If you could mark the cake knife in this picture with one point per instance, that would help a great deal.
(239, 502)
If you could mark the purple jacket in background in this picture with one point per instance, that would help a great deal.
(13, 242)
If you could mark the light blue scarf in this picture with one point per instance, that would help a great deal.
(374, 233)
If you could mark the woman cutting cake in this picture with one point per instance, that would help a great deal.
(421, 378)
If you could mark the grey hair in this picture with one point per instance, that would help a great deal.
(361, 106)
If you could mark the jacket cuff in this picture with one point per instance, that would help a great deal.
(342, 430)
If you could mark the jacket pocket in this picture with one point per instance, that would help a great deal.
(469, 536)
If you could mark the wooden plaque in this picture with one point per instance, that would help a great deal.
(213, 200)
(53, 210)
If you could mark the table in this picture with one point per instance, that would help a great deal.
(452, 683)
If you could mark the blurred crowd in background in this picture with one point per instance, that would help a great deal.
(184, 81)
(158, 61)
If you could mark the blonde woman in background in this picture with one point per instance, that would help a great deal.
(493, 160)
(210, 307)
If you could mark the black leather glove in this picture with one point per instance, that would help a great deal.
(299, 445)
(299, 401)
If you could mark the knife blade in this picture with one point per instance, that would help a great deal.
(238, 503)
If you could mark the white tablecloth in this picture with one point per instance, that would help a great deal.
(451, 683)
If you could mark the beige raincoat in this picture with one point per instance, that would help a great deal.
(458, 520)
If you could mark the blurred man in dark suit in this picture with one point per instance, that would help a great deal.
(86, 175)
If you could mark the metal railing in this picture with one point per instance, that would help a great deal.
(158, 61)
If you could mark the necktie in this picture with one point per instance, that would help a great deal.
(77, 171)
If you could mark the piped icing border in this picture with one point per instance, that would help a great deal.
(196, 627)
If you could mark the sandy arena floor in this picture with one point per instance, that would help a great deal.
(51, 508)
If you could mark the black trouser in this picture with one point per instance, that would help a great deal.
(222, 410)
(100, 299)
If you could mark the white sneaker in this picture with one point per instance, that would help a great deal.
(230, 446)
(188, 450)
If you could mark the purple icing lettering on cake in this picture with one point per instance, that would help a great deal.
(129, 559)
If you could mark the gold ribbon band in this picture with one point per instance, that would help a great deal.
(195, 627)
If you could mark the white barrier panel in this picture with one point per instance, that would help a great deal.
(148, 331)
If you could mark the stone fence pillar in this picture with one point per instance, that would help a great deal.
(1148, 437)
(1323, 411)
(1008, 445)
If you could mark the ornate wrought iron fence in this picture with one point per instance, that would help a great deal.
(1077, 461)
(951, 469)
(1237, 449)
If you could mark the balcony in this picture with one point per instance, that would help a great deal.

Objective: Please rewrite all of the material above as a numbered list, leaving out any blank lines.

Result:
1. If you could mark the cake knife in this picture with one point per instance, that would help a great deal.
2. (239, 502)
3. If you could mark the purple jacket in background in this picture with one point per instance, that would help a great deal.
4. (13, 242)
5. If you could mark the light blue scarf in this picture with one point per instance, that would help a great deal.
6. (374, 233)
7. If you could mark the woman cutting cake in this picture with one point per instance, that would help a great deal.
8. (421, 378)
9. If you could mark the grey hair in this picture with one point per instance, that would help a great deal.
10. (361, 106)
11. If you could mark the jacket cuff in this picture with one point per instance, that would help a great deal.
12. (342, 430)
13. If you could mark the jacket pocket in this picture with one point per instance, that would help a great deal.
14. (469, 536)
15. If you could mark the wooden plaque in this picture with one point per instance, that would help a great deal.
16. (213, 200)
17. (53, 210)
18. If you could mark the table in this picture with one point per instance, that would help a great deal.
19. (452, 683)
20. If you could mark the blurred crowd in background in this picture with one point per instance, that would help a great deal.
21. (184, 81)
22. (158, 61)
23. If you could mark the blonde woman in background in this picture with one point per instance, that would help a great deal.
24. (493, 160)
25. (210, 307)
26. If you could mark the black leather glove in this picture with one point per instance, that would help a great deal.
27. (299, 445)
28. (299, 401)
29. If you could mark the knife blade in this picture with one point per instance, that would help a great deal.
30. (238, 503)
31. If you could mark the white tablecloth in this picture with one point per instance, that would help a great deal.
32. (451, 683)
33. If you could mark the beige raincoat in this picture with one point per instance, that would help a great deal.
34. (458, 520)
35. If you could mark the blurred man in dark suit in this picture with one point per instance, that would help a great deal.
36. (86, 175)
37. If you could mark the metal railing in this picture with one point per instance, that would help a great deal.
38. (158, 61)
39. If you could mark the necktie in this picture with one point per instance, that would help a great deal.
40. (77, 171)
41. If you could mark the piped icing border in this picture with one point per instance, that would help a great deal.
42. (196, 627)
43. If you could mark the sandy arena floor in this picture with one point per instance, that would help a great deal.
44. (51, 508)
45. If you could mark the black trouser in this picture with one point per instance, that would help a great deal.
46. (222, 410)
47. (100, 299)
48. If you could mark the white sneaker in this picture with one point per instance, that would help a great deal.
49. (230, 446)
50. (188, 450)
51. If you could mark the purple icing lettering on cake in this picture with one point per instance, that would help a great deal.
52. (129, 559)
53. If you could mark the gold ribbon band in this picture with one point per instance, that would help a great deal.
54. (195, 627)
55. If you could mark the white barrier panel in this picture with one point per instance, that would help a great deal.
56. (148, 331)
57. If you could mark the stone fence pillar in this picture with one point per instance, that would help a great deal.
58. (1148, 437)
59. (1323, 411)
60. (1008, 445)
61. If you could mark the ornate wrought iron fence in this picture with one point per instance, that would help a great deal.
62. (1077, 461)
63. (951, 469)
64. (1237, 449)
65. If you could mark the balcony in this picture with one point per instance, that would help a great deal.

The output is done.